Pick out each line in the data below that contains the word "collar", and copy those lines.
====
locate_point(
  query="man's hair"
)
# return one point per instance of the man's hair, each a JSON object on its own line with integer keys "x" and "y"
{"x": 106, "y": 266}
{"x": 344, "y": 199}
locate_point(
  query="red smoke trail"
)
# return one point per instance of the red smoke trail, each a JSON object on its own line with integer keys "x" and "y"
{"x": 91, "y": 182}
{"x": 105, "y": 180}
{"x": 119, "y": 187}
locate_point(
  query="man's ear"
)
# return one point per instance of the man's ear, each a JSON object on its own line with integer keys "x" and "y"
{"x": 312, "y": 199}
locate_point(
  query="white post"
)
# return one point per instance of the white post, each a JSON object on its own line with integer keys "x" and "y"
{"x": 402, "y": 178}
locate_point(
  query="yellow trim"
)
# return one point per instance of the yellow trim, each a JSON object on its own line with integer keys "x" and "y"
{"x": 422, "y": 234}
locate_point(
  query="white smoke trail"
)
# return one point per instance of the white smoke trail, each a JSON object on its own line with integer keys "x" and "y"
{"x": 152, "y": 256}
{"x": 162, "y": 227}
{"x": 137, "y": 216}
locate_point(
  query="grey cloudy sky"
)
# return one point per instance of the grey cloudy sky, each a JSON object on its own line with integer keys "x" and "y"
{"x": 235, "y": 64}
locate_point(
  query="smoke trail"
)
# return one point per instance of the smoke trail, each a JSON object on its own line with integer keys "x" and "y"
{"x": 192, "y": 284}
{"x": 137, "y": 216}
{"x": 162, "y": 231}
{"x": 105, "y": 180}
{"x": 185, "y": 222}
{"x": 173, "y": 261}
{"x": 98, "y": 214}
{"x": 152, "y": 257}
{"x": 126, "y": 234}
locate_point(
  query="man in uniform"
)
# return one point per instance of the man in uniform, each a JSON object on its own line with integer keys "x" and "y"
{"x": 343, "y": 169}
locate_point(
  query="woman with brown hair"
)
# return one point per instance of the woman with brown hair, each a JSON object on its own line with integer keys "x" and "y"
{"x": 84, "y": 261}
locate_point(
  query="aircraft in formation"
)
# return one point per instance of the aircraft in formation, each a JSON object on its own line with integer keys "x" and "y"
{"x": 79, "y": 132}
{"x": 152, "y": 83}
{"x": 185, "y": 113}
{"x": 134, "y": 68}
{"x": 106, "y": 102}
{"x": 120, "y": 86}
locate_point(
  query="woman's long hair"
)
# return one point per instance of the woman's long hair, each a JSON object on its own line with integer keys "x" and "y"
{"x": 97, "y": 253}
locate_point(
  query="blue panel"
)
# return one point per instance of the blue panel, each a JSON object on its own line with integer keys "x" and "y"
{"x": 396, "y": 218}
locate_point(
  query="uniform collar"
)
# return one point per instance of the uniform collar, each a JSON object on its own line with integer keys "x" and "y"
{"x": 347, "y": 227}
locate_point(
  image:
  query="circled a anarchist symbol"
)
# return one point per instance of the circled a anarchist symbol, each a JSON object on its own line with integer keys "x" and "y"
====
The response:
  query="uniform collar"
# return one point per instance of the uniform collar, each a JSON object on its own line with integer keys "x" and "y"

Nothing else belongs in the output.